* **SET PROBLEM**: Gather every line in the entries below that contains the string "snow", matching case exactly.

::: MATERIAL TO PROCESS :::

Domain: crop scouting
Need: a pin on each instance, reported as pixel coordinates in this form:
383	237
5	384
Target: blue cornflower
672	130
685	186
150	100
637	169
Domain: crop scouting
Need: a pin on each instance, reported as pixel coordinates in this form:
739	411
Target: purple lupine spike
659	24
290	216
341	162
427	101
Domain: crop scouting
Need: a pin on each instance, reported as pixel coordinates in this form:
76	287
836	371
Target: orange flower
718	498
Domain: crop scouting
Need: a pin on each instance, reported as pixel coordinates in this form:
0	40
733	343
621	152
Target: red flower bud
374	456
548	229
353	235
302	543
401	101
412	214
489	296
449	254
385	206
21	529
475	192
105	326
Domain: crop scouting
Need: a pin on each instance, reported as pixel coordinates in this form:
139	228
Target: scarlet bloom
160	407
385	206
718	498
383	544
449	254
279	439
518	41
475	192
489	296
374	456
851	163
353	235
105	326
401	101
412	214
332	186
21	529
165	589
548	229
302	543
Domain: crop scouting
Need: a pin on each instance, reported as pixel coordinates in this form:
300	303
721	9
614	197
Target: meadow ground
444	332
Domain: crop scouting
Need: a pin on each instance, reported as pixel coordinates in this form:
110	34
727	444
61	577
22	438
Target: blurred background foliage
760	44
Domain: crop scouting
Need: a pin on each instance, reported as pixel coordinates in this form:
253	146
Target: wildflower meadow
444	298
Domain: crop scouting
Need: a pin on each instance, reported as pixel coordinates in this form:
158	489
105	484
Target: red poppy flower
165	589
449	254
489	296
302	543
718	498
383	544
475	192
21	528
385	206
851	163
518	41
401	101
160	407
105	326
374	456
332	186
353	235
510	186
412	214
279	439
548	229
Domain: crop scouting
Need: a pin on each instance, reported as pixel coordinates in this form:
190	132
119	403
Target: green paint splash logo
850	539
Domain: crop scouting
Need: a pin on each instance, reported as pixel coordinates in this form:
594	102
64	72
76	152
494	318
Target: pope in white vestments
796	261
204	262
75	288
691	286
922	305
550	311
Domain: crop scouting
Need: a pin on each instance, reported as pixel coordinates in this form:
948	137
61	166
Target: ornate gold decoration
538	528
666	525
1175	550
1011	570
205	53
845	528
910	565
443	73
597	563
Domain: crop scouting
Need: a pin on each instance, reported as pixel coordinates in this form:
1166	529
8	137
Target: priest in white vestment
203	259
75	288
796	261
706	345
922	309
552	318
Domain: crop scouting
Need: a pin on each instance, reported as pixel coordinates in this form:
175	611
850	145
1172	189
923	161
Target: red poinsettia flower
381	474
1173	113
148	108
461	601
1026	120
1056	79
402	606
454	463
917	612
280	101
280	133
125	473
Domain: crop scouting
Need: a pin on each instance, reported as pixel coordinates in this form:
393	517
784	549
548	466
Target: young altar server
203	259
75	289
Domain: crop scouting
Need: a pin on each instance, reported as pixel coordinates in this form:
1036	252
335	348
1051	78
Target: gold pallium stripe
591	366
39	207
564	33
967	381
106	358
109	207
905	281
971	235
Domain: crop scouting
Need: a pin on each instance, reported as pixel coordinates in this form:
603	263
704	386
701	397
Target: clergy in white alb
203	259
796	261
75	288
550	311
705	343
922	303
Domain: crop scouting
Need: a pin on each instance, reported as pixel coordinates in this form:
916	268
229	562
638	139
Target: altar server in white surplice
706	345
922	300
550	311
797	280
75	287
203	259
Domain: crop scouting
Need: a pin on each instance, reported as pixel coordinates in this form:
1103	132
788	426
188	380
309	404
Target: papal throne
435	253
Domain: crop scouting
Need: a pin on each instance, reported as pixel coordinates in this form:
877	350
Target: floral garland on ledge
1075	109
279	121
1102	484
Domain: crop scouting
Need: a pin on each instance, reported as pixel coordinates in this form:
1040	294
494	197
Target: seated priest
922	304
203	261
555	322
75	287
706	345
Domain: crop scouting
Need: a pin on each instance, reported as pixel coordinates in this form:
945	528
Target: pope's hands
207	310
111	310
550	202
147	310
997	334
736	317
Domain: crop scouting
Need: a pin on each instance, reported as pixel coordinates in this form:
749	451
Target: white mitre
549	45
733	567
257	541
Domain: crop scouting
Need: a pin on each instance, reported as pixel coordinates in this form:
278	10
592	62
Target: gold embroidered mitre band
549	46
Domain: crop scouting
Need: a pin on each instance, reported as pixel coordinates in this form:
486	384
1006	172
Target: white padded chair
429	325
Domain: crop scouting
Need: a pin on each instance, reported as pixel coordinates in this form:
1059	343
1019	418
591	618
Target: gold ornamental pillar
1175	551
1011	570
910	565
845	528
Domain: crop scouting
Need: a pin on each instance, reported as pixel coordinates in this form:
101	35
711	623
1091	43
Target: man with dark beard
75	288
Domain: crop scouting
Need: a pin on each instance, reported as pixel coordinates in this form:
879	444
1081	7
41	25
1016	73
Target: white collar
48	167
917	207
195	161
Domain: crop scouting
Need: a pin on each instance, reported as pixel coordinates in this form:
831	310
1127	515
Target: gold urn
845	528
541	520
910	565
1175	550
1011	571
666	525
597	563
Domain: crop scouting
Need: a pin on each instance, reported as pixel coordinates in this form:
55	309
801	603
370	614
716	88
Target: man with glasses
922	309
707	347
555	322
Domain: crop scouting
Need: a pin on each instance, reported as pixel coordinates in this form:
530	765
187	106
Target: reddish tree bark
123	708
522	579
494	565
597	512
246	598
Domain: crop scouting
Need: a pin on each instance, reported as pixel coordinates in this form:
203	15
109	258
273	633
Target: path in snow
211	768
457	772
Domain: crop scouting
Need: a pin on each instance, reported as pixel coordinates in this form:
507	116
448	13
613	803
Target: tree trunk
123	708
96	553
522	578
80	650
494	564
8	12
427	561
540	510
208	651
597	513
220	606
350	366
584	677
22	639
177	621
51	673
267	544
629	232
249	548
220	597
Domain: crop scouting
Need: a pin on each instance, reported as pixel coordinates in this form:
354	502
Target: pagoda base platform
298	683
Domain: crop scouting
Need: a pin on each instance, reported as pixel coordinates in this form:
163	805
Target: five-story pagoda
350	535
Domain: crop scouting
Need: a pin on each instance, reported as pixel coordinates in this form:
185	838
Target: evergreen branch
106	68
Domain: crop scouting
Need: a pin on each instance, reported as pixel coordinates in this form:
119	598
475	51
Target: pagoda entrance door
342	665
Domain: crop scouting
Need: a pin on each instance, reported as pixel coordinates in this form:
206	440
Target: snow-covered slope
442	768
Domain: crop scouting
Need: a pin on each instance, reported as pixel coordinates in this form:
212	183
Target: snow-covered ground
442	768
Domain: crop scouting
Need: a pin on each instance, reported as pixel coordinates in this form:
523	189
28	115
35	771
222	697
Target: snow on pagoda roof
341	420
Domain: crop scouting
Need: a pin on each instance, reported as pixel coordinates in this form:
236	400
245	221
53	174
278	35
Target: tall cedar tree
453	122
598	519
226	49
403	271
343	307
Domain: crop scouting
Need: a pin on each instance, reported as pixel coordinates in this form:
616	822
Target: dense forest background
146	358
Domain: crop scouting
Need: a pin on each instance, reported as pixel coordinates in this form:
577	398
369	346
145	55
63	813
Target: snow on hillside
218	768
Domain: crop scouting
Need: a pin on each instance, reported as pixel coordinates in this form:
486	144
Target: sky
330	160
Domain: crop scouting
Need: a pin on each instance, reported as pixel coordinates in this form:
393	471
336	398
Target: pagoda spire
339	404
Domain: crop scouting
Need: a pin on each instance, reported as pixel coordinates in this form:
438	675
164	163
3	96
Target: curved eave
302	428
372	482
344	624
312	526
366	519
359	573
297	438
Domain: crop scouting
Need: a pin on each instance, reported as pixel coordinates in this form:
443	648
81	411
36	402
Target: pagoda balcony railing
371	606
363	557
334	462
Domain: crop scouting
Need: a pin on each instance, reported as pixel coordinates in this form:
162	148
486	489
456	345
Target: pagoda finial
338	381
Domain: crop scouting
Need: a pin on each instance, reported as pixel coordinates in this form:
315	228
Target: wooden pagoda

:::

* **OUTPUT FOR THIS EXERCISE**:
Target: path in snow
Target: snow-covered slope
Target: snow-covered ground
Target: snow on pagoda roof
Target: snow on hillside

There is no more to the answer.